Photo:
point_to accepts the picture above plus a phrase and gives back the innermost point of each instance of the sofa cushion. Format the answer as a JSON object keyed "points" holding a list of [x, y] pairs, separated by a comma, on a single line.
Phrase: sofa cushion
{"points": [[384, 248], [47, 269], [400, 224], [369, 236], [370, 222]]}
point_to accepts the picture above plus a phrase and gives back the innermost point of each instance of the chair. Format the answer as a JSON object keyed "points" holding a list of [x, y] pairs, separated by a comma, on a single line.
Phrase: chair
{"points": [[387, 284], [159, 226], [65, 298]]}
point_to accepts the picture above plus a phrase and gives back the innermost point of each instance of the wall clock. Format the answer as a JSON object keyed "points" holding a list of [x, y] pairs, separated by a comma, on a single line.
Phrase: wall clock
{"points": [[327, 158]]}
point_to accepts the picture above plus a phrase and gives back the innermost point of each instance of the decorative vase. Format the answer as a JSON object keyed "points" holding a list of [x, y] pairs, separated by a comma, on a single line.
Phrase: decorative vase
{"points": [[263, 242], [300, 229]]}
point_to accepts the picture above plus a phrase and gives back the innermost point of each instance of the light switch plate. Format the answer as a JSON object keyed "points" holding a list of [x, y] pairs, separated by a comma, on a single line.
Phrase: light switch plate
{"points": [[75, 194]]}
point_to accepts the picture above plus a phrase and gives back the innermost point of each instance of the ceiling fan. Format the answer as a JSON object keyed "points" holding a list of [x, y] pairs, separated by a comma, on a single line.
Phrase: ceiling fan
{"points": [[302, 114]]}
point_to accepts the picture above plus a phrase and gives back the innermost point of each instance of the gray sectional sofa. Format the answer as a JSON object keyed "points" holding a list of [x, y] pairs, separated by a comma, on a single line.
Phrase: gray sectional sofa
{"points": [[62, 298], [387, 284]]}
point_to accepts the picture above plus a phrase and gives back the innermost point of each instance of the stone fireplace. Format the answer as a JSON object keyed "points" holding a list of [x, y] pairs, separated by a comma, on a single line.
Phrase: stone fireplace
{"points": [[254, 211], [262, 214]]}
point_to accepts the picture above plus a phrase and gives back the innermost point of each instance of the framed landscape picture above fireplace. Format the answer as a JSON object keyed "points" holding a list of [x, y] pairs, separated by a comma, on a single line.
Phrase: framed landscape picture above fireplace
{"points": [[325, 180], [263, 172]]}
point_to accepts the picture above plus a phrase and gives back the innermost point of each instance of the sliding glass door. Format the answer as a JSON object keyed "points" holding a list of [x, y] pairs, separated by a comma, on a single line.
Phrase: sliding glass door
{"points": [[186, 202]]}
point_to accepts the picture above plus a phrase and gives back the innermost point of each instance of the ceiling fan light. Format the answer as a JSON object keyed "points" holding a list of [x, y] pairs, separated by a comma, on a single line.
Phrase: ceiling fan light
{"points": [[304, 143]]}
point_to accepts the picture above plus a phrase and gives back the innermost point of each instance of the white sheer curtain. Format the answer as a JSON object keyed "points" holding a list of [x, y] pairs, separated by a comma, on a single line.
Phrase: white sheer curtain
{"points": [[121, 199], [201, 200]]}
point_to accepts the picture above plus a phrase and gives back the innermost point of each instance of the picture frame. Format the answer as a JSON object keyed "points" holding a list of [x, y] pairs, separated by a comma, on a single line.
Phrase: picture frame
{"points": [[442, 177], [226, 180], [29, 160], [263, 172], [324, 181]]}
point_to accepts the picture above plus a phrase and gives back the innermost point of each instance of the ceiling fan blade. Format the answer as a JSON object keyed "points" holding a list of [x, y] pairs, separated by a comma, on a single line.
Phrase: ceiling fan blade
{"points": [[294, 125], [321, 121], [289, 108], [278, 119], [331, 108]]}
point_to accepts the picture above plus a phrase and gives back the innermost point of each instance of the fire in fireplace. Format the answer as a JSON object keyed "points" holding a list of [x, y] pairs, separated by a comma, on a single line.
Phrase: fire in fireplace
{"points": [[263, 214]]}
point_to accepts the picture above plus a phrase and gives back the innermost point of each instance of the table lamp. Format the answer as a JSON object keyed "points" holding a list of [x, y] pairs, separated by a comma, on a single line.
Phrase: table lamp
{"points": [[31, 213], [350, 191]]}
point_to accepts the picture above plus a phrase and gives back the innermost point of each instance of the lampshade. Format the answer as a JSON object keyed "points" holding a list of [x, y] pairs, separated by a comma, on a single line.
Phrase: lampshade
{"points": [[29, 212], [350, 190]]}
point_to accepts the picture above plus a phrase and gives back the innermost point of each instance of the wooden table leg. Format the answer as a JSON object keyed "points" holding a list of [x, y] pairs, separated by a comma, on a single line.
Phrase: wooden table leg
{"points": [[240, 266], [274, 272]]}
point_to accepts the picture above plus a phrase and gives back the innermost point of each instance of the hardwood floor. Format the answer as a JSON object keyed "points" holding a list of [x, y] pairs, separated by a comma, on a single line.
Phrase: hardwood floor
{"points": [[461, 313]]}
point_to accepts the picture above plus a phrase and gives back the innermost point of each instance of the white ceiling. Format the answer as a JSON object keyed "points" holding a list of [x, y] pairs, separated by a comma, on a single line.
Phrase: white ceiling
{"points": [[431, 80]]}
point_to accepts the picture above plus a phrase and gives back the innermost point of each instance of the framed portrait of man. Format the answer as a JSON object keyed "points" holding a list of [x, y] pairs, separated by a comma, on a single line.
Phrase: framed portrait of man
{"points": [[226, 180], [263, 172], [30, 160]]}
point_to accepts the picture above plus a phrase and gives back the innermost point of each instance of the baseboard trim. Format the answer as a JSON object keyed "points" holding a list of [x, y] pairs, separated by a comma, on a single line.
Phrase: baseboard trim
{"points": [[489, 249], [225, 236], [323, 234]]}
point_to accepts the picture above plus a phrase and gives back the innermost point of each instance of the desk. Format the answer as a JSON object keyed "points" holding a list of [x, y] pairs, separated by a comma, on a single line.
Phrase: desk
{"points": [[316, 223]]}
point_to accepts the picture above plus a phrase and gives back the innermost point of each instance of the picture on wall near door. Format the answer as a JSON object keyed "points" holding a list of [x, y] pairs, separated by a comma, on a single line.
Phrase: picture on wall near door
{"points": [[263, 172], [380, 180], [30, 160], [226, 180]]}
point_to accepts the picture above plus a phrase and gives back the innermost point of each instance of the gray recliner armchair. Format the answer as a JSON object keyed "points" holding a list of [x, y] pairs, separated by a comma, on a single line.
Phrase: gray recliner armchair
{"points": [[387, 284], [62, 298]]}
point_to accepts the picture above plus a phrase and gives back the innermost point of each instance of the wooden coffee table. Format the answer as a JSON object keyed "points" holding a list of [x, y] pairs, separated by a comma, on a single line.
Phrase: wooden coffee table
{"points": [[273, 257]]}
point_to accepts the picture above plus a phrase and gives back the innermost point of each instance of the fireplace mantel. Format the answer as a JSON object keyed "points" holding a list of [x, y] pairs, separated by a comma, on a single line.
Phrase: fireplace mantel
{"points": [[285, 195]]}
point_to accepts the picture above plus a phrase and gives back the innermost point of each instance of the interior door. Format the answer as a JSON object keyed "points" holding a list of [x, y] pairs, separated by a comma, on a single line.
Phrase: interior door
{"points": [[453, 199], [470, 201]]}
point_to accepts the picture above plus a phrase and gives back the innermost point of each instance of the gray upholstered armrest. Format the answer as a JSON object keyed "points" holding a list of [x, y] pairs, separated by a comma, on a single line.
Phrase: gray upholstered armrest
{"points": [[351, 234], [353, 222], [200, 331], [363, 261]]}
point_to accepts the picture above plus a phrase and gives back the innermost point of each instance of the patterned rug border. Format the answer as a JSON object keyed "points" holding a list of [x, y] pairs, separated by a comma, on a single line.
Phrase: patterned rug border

[What to produce]
Restate the material above exactly, leaving nothing out.

[Result of this task]
Photo:
point_to accepts the picture above plus a phrase and gives back the innermost point of each instance of the sofa cushion. Format the answer as a JSON object keyed "points" holding a list of [x, y] pairs, separated by a comma, on a single line.
Phrase: sofa cushion
{"points": [[384, 248], [47, 269], [400, 224], [369, 236], [370, 222]]}
point_to accepts the picture above plus a phrase and gives back the innermost point of each instance of the chair. Format the answer as a JSON object keyed "points" holding a list of [x, y] pairs, separated by a comma, on a single line.
Phrase: chair
{"points": [[387, 284], [159, 226], [65, 298]]}
point_to accepts the picture above plus a phrase and gives back the innermost point of each instance of the wall clock. Format the answer as a JSON object keyed "points" holding a list of [x, y] pairs, separated by a comma, on a single line.
Phrase: wall clock
{"points": [[327, 158]]}
point_to accepts the picture above plus a phrase and gives back the innermost point of each instance of the decorative vase. Format the answer as a JSON object keyed "points" holding a list of [x, y] pairs, separated by a comma, on a single line.
Phrase: decorative vase
{"points": [[263, 242], [300, 229]]}
point_to accepts the picture above plus a phrase and gives back the innermost point of each instance of the light switch plate. Format the answer as a JSON object keyed "points" holding a list of [x, y] pairs, separated by a comma, on a single line.
Phrase: light switch plate
{"points": [[75, 194]]}
point_to accepts the picture above plus a phrase and gives back the innermost point of each instance of the ceiling fan. Format the answer as a JSON object keyed "points" holding a list of [x, y] pairs, separated by a comma, on a single line.
Phrase: ceiling fan
{"points": [[302, 114]]}
point_to accepts the picture above plus a phrase and gives back the innermost point of each instance of the gray sectional sofa. Format the answer as a JSON object keyed "points" holding a list of [x, y] pairs, separated by a comma, on a single line.
Phrase: gray sectional sofa
{"points": [[62, 298], [387, 284]]}
point_to accepts the picture above plus a phrase and gives back the innermost point of each instance of the stone fireplace. Format the answer as a JSON object keyed "points" holding a list of [x, y] pairs, separated by a comma, on a single line.
Phrase: stone fireplace
{"points": [[254, 211], [262, 214]]}
point_to accepts the picture above plus a phrase and gives back the innermost point of each instance of the framed landscape picture above fireplace. Format the answer as a JSON object keyed "points" holding a list of [x, y] pairs, separated by a comma, on a single line.
Phrase: framed landscape picture above fireplace
{"points": [[325, 180], [263, 172]]}
point_to accepts the picture above plus a phrase and gives back the innermost point of each instance of the sliding glass door. Format the answer as a JSON object keyed "points" holding a list of [x, y] pairs, separated by a comma, on a single line.
Phrase: sliding glass door
{"points": [[186, 202]]}
point_to accepts the picture above plus a phrase and gives back the innermost point of each instance of the ceiling fan light. Format the answer as a JSON object keyed "points" holding a list of [x, y] pairs, separated by a comma, on a single line.
Phrase: ceiling fan light
{"points": [[304, 143]]}
point_to accepts the picture above plus a phrase and gives back the innermost point of each instance of the white sheer curtain. Format the answer as a JSON object keyed "points" holding a list of [x, y] pairs, separated by a comma, on a single line.
Phrase: white sheer curtain
{"points": [[121, 199], [201, 200]]}
point_to accepts the picture above plus a phrase and gives back the innermost point of each instance of the picture frame. Format the answer as a JSON object keyed "points" holding a list of [x, y] pairs, separated by a comma, on a single line.
Phrase: picture frame
{"points": [[442, 177], [226, 180], [29, 160], [263, 172], [324, 181]]}
point_to accepts the picture above plus a phrase and gives back the innermost point of each instance of the ceiling fan blade. Format the answer as a JSON object keyed "points" holding a list of [x, y] pairs, separated by a comma, on a single line.
Phrase: ceiling fan blade
{"points": [[294, 125], [321, 121], [289, 108], [278, 119], [331, 108]]}
point_to accepts the picture above plus a phrase and gives back the innermost point of each instance of the fire in fireplace. Format the answer as a JSON object keyed "points" holding a list of [x, y] pairs, separated by a comma, on a single line.
Phrase: fire in fireplace
{"points": [[263, 214]]}
point_to accepts the picture above plus a phrase and gives back the innermost point of each instance of the table lamp. Format the answer as a JSON object keyed "points" holding a list of [x, y] pairs, separated by a comma, on a single line.
Phrase: table lamp
{"points": [[31, 213], [350, 191]]}
point_to accepts the picture above plus a phrase and gives back the innermost point of each instance of the lampshade. Format the answer as a JSON object keyed "points" holding a list of [x, y] pairs, separated by a comma, on a single line.
Phrase: lampshade
{"points": [[29, 212], [350, 190]]}
point_to accepts the picture above plus a phrase and gives back the innermost point of each instance of the wooden table leg. Format the answer as a JSON object keyed "points" holding a list of [x, y] pairs, separated by a comma, on a single line.
Phrase: wooden table leg
{"points": [[240, 266], [274, 272]]}
point_to accepts the picture above plus a phrase and gives back the innermost point of each instance of the hardwood floor. Format the answer as a JSON object keyed "points" holding a list of [x, y] pairs, separated by a comma, on a single line.
Phrase: hardwood floor
{"points": [[461, 313]]}
point_to accepts the picture above plus a phrase and gives back the innermost point of each instance of the white ceiling. Format the answer as a JSON object keyed "points" holding a list of [x, y] pairs, separated by a comma, on a single line.
Phrase: white ceiling
{"points": [[431, 80]]}
point_to accepts the picture above plus a phrase and gives back the innermost point of each instance of the framed portrait of man. Format the answer as a JSON object keyed "points" holding a list of [x, y] pairs, separated by a comma, on a single line.
Phrase: framed portrait of man
{"points": [[226, 180], [263, 172], [30, 160]]}
point_to accepts the picture above plus a phrase and gives back the innermost point of each instance of the baseboard trim. Format the answer as a JSON object keyed "points" holding a list of [x, y] pairs, separated by a comma, on a single line.
Phrase: baseboard trim
{"points": [[489, 249], [225, 236], [323, 234]]}
point_to accepts the picture above plus a phrase and gives back the innermost point of each instance of the desk. Format the answer as a JSON object keyed "points" holding a list of [x, y] pairs, separated by a comma, on a single line.
Phrase: desk
{"points": [[316, 223]]}
point_to accepts the picture above plus a phrase and gives back the innermost point of each instance of the picture on wall near door. Format the answer as a JSON object keyed "points" holding a list of [x, y] pairs, separated by a comma, on a single line.
Phrase: picture on wall near door
{"points": [[263, 172], [380, 180], [30, 160], [226, 180]]}
point_to accepts the picture above plus a phrase and gives back the innermost point of each instance of the gray recliner armchair. Format the answer as a JSON object keyed "points" holding a list of [x, y] pairs, separated by a comma, on a single line.
Phrase: gray recliner armchair
{"points": [[387, 284], [62, 298]]}
point_to accepts the picture above plus a phrase and gives back the innermost point of each instance of the wooden coffee table. Format the answer as a JSON object keyed "points" holding a list of [x, y] pairs, separated by a comma, on a single line.
Phrase: wooden coffee table
{"points": [[273, 257]]}
point_to accepts the picture above plus a phrase and gives back the innermost point of each instance of the fireplace mantel. Format the answer as a JSON object keyed "points" holding a list of [x, y] pairs, separated by a comma, on a single line.
Phrase: fireplace mantel
{"points": [[285, 195]]}
point_to accepts the picture above plus a phrase and gives back the innermost point of each instance of the interior door. Format the answer as a JSON object keyed "points" holding a list of [x, y] pairs, separated by a comma, on a single line.
Phrase: interior door
{"points": [[453, 199], [470, 201]]}
point_to accepts the picture above plus a phrase and gives back the innermost point of each instance of the gray upholstered armrest. Format the answer as a JSON object keyed "points" holding a list of [x, y] pairs, separated by a comma, on a single line.
Phrase: gray upholstered armrest
{"points": [[351, 234], [353, 222], [200, 331], [363, 261]]}
point_to accepts the picture above plus a phrase and gives back the innermost point of each instance of the patterned rug border. Format the answer as a JSON object keyed "points" holding a list of [x, y] pairs, separated by a comma, on a single line.
Phrase: patterned rug border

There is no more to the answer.